■ What you will do: Quote, word for word, the lines in the rows below from the line containing "341, row 219." through the line containing "column 61, row 221", including both of those lines.

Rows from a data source
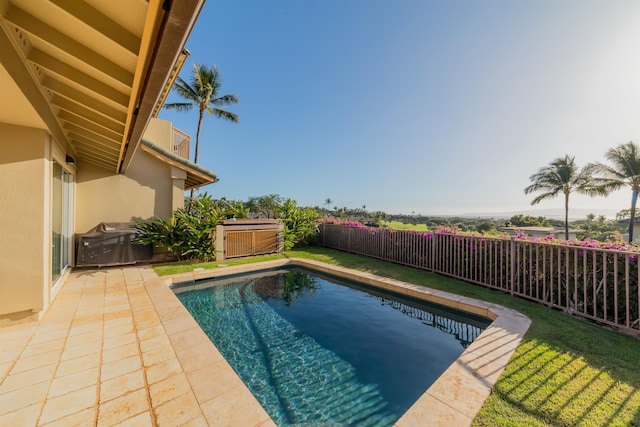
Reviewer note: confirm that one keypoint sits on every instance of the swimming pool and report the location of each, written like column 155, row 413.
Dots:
column 318, row 349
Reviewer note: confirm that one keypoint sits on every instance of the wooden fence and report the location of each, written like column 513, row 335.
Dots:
column 594, row 283
column 244, row 237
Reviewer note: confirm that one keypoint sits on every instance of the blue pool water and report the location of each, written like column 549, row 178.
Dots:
column 318, row 350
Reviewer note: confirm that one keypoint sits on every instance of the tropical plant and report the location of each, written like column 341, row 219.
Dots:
column 202, row 93
column 299, row 223
column 265, row 206
column 623, row 171
column 189, row 233
column 563, row 176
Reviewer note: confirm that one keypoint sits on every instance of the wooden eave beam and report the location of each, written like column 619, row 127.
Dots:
column 68, row 72
column 165, row 47
column 86, row 113
column 24, row 77
column 70, row 117
column 62, row 89
column 102, row 23
column 52, row 36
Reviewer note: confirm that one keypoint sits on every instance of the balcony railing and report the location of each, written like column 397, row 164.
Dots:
column 594, row 283
column 181, row 143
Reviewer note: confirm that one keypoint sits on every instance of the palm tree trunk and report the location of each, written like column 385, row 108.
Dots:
column 634, row 199
column 195, row 157
column 566, row 216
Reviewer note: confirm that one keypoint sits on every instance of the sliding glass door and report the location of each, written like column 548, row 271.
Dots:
column 61, row 221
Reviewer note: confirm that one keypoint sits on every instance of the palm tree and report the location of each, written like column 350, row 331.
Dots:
column 563, row 176
column 625, row 170
column 202, row 93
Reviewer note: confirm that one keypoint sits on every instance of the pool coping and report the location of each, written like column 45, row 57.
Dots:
column 453, row 399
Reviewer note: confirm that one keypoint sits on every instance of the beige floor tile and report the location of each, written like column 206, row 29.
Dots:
column 25, row 378
column 121, row 385
column 80, row 350
column 25, row 396
column 124, row 312
column 22, row 417
column 161, row 341
column 68, row 404
column 78, row 364
column 147, row 333
column 429, row 411
column 83, row 418
column 49, row 335
column 199, row 356
column 148, row 321
column 178, row 410
column 162, row 370
column 120, row 340
column 460, row 391
column 158, row 355
column 180, row 324
column 72, row 382
column 33, row 362
column 83, row 339
column 213, row 380
column 168, row 389
column 44, row 347
column 119, row 410
column 189, row 338
column 10, row 352
column 17, row 332
column 4, row 370
column 113, row 328
column 120, row 367
column 140, row 420
column 117, row 353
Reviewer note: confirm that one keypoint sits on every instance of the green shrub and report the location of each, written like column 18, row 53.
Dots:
column 299, row 223
column 189, row 233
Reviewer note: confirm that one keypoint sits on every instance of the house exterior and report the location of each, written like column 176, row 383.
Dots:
column 81, row 83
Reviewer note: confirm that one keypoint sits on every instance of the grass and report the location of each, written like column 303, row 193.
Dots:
column 566, row 372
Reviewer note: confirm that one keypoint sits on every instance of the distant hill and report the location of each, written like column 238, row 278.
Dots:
column 574, row 214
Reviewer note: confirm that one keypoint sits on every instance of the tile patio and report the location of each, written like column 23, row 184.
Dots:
column 117, row 348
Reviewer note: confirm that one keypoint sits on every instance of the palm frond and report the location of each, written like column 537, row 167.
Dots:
column 226, row 115
column 179, row 106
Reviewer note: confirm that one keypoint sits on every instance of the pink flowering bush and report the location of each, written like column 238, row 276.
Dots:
column 586, row 277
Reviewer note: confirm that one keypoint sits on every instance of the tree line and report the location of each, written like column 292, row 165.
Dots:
column 562, row 177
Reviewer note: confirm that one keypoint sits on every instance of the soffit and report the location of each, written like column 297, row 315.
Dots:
column 92, row 68
column 15, row 107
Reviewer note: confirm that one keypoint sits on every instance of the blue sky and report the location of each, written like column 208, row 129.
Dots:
column 433, row 107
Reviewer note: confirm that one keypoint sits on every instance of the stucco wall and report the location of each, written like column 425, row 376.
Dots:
column 24, row 217
column 160, row 132
column 144, row 191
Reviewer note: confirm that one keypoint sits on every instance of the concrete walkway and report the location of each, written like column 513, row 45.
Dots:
column 117, row 348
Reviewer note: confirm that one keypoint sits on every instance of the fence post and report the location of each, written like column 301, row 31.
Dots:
column 512, row 264
column 219, row 242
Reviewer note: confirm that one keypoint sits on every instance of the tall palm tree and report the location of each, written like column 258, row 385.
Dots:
column 202, row 93
column 624, row 171
column 563, row 176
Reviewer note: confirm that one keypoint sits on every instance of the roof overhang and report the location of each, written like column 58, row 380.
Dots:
column 197, row 176
column 94, row 71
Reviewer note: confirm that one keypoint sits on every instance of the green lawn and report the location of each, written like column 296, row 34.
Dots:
column 566, row 372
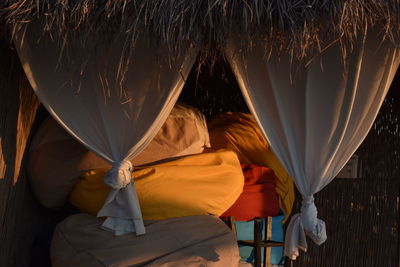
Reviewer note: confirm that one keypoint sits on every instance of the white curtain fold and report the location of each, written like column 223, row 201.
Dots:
column 112, row 116
column 314, row 117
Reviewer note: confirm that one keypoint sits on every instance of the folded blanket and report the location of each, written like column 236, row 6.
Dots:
column 240, row 133
column 188, row 241
column 194, row 185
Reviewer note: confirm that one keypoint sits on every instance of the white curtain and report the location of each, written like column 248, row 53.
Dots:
column 115, row 118
column 314, row 117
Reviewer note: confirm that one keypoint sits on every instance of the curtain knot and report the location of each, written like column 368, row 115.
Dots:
column 120, row 175
column 302, row 224
column 314, row 227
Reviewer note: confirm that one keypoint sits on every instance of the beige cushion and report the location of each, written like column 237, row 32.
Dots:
column 187, row 241
column 56, row 160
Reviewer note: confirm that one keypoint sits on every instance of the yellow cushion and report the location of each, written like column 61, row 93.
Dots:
column 239, row 132
column 195, row 185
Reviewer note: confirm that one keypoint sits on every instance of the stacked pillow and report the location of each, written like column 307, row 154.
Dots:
column 56, row 160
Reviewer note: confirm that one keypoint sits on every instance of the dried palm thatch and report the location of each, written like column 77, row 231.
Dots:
column 299, row 27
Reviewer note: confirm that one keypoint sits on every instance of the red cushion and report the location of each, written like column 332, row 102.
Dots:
column 259, row 198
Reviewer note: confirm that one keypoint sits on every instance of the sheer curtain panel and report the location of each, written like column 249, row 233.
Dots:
column 112, row 104
column 314, row 116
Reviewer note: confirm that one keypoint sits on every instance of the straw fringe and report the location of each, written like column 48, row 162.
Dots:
column 299, row 27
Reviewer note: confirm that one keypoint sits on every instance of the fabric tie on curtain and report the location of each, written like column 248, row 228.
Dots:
column 314, row 116
column 115, row 112
column 120, row 175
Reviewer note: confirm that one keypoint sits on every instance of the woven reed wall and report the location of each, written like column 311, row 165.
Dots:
column 362, row 215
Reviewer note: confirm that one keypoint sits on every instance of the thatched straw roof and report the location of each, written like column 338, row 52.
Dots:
column 299, row 27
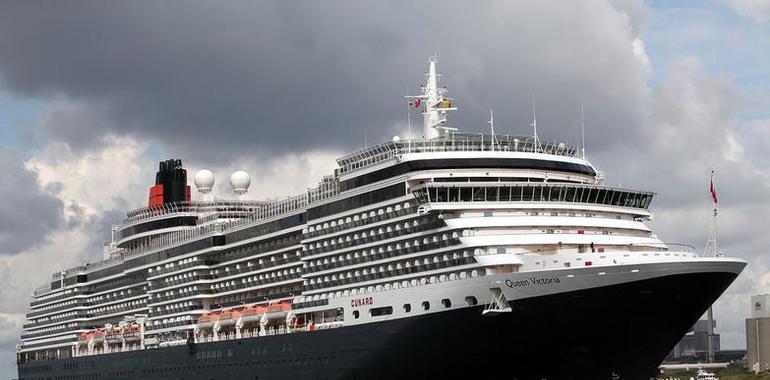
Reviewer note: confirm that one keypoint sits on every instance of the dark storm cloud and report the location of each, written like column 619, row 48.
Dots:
column 227, row 77
column 27, row 212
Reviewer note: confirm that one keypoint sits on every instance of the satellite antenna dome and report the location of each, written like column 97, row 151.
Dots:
column 204, row 181
column 240, row 181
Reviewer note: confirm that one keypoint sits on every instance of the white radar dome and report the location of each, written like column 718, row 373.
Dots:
column 204, row 180
column 240, row 181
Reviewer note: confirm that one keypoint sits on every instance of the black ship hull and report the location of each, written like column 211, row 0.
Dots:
column 621, row 331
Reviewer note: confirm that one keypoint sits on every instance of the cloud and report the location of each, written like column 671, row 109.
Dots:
column 757, row 10
column 280, row 89
column 278, row 77
column 28, row 213
column 694, row 127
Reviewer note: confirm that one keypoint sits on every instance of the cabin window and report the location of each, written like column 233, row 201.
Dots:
column 380, row 311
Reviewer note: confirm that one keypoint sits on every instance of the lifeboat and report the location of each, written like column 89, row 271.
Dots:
column 99, row 336
column 114, row 335
column 278, row 310
column 206, row 321
column 229, row 317
column 85, row 338
column 132, row 332
column 253, row 313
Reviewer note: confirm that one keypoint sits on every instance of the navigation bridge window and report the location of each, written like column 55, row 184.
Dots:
column 533, row 193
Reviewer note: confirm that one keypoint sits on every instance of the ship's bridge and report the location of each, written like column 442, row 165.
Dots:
column 462, row 152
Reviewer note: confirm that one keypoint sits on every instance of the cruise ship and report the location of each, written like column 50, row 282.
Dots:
column 452, row 255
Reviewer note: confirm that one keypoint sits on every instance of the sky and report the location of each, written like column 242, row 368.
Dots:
column 94, row 93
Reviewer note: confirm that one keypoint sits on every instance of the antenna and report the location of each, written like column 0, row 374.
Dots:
column 534, row 124
column 712, row 242
column 409, row 120
column 435, row 102
column 582, row 129
column 492, row 126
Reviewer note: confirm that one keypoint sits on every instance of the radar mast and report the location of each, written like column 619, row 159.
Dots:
column 436, row 104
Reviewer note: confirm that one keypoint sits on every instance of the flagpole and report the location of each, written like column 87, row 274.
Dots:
column 713, row 238
column 409, row 121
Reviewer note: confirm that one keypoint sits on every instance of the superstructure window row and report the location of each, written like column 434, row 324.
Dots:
column 375, row 234
column 403, row 247
column 533, row 193
column 399, row 268
column 359, row 219
column 256, row 296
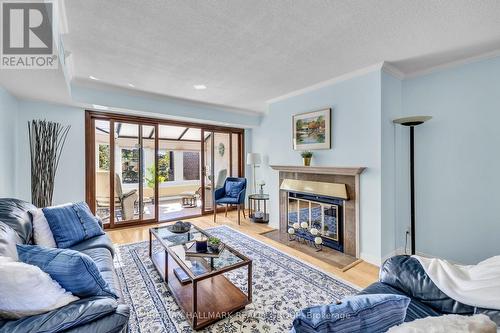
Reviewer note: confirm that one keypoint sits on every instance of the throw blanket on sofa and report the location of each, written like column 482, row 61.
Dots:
column 474, row 285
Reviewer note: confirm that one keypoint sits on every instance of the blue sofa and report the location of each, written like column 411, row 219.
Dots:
column 403, row 275
column 96, row 314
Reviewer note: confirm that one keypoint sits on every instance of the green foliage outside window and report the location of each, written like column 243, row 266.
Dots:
column 104, row 157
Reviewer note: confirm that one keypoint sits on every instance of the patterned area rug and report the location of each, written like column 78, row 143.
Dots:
column 282, row 286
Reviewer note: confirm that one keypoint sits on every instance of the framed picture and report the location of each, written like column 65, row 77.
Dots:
column 312, row 130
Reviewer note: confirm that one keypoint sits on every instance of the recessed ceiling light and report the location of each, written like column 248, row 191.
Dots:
column 99, row 107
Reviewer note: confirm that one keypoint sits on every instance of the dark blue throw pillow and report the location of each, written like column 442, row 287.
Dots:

■ Final result:
Reviewer note: confirm that one keypoint sits on every instance of the tropical plant and report the location of each, written like column 341, row 219.
Dots:
column 202, row 93
column 299, row 223
column 265, row 206
column 623, row 171
column 189, row 233
column 563, row 176
Reviewer note: confirm that one keypoint sits on every instance of the wooden eave beam and report the location of each, written like column 619, row 127.
Dots:
column 68, row 72
column 165, row 47
column 86, row 113
column 24, row 77
column 70, row 117
column 62, row 89
column 102, row 23
column 52, row 36
Reviewer note: confirm that one keypoint sits on every instance of the balcony railing and report the location of each, written like column 397, row 164.
Dots:
column 594, row 283
column 181, row 143
Reviewer note: confirm that one keypoint sits on every instance of the palm tree trunk and report the location of each, written like column 385, row 108.
Dots:
column 634, row 199
column 195, row 157
column 566, row 216
Reviewer note: confirm that one keypoint sits on every instance of the sliding glass door and report the location of each, written like column 548, row 271.
Dots:
column 61, row 221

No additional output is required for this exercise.